▸ Reading passage
┏━━

There’s nothing “half so much worth doing as simply messing about in boats,” said Water Rat in the Kenneth Graham classic, Wind in the Willows. The fun of just messing about in and around stuff.
The sheer joy of it all!
And there’s nothing quite like bringing your mom into first grade so children can get to know about her life, the times she lived in and what she valued.
I had this pleasure recently at the Mulgrave School in Vancouver, British Columbia. On a not too unusual cloudy February day, I brought pictures of my mother, Elizabeth Ferguson Barell, into Monique Vodrey’s class to model how one might challenge students to become good observers and questioners of folks who lived before them. They were studying change across generations and I’d already admired some of their family trees.
I showed the students six or seven photos of Elizabeth from age twelve to eighty-five and asked them to arrange them in chronological order. This they were able to do upon the second or third try. What distinguished one photo from another was my mother's height, “She’s taller here!’ and the presence or absence of her son, me.
Then I focused on one black and white picture, that of her standing next to a Model A Ford probably circa 1927, the first year of production. It was most likely her father’s black car and I’m sure he took the picture in front of their house in LeRoy, NY.
I asked kids to observe it closely and tell me what they saw: “the car—not like my Dad’s car at all!” and lots of comments about the car, the windows, so many, the hood, the tires without hubcaps, the running board and the roof. They were fascinated by the roof. They were curious about the windows, why so many, the car’s color, why black, and the spoked wheels.

┗━━

▸ Your task
In the first-grade visit passage, how would you translate "They were fascinated by the roof." into Spanish?

▸ Extracted entries
┏━━

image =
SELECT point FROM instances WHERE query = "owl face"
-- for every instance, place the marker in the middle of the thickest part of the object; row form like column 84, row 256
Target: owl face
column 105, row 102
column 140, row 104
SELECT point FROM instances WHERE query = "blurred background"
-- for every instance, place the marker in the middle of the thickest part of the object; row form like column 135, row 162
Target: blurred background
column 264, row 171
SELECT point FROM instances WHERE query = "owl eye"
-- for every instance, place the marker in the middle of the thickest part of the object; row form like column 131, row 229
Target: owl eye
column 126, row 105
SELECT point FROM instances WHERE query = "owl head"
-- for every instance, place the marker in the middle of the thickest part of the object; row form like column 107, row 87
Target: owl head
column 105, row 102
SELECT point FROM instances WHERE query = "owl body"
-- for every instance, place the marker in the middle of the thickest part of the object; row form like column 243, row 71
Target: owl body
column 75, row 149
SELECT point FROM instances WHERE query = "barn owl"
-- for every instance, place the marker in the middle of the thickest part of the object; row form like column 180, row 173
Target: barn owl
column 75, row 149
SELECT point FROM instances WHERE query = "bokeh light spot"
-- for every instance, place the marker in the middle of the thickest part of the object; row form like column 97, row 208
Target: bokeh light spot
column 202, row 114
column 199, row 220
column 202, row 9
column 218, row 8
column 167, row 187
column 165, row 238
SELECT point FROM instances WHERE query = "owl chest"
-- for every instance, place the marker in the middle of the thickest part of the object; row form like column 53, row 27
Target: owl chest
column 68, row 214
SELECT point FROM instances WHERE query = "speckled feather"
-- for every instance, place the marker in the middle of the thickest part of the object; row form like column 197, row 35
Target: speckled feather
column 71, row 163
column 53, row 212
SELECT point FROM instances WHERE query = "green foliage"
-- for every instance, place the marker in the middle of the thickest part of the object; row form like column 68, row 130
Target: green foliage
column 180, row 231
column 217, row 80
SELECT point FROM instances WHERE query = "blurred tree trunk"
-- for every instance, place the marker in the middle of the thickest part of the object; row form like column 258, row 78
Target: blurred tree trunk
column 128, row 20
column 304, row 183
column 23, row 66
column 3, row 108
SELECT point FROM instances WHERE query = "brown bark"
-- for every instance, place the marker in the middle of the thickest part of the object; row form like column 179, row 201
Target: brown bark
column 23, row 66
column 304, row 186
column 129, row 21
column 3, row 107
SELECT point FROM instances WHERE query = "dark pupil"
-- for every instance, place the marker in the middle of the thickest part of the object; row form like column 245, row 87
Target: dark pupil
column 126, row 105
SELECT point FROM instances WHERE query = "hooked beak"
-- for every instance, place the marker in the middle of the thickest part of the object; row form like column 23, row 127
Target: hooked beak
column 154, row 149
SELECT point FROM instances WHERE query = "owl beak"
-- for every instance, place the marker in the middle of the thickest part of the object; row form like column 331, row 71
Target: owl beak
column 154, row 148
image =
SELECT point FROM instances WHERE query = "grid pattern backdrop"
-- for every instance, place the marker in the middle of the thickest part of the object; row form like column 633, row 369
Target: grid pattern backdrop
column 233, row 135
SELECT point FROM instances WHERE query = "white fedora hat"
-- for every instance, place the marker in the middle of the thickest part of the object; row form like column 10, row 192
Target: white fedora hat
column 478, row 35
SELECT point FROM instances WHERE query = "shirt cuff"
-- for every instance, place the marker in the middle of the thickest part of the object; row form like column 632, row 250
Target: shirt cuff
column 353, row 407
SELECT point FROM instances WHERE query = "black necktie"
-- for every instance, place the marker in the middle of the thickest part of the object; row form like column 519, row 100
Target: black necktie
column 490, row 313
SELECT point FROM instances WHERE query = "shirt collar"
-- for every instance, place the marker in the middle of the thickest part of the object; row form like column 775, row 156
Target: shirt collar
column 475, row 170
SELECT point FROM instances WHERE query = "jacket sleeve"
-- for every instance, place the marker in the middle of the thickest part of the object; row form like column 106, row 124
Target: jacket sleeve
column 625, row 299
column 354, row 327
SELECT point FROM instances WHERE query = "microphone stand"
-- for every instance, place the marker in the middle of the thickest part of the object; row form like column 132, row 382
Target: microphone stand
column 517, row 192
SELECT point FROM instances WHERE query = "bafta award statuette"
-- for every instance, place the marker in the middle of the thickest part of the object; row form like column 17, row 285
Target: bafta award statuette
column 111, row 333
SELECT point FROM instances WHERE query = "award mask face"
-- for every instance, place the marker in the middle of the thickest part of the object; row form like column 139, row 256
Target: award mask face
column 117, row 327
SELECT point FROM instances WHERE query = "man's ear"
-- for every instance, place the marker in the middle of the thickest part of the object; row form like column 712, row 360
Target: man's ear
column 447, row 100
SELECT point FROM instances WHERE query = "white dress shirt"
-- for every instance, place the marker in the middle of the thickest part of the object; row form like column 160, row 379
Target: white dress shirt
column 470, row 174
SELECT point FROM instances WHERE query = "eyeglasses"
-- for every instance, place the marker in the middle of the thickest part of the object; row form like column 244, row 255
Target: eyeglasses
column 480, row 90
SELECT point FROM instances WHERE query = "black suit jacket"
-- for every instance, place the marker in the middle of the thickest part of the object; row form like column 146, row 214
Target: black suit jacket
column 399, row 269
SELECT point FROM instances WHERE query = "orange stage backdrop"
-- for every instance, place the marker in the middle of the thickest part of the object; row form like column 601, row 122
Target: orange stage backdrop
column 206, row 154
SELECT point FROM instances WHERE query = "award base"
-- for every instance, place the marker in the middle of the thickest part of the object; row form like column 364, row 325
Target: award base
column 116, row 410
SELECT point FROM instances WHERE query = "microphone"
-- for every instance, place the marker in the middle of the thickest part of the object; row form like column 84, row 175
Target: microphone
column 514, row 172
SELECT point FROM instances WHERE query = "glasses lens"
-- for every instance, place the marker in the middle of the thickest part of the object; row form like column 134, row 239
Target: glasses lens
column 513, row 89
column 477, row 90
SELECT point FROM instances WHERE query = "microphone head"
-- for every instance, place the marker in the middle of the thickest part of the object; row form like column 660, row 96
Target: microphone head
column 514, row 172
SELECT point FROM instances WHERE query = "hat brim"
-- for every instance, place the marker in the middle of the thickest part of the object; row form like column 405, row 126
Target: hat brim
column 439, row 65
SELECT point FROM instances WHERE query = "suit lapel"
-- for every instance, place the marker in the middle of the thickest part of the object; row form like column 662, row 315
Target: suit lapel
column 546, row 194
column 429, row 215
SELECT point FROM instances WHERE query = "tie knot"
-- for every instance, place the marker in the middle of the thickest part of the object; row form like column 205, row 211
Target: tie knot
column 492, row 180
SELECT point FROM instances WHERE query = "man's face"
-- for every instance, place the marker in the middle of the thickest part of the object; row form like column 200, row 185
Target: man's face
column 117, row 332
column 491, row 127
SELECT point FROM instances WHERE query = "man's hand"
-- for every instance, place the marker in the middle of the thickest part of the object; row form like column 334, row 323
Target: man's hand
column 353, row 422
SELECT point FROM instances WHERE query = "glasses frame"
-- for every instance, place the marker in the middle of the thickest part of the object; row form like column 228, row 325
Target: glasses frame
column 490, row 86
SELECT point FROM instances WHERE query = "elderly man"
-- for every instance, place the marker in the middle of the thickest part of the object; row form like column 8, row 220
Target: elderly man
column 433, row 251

┗━━
┏━━

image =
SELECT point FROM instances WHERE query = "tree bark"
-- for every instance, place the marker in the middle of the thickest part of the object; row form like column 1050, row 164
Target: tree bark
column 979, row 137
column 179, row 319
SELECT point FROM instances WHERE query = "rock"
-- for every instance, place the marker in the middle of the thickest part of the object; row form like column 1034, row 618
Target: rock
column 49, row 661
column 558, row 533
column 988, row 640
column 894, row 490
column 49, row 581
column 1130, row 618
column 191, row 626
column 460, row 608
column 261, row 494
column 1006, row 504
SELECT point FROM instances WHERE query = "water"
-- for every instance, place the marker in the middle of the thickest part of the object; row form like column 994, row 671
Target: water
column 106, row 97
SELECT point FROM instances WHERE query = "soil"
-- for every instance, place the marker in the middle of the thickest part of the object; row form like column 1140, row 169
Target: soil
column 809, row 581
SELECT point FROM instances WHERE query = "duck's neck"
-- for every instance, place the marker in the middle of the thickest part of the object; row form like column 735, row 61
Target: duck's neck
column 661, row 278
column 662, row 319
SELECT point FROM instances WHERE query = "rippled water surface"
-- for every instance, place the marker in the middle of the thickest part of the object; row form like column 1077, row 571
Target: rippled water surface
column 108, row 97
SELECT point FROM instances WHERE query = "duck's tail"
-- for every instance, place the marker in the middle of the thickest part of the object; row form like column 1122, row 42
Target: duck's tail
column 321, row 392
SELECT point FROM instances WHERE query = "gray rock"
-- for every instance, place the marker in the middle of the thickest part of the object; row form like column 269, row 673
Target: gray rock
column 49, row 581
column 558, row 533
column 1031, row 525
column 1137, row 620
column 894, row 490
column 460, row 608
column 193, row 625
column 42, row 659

┗━━

▸ Result
Estaban fascinados con el techo.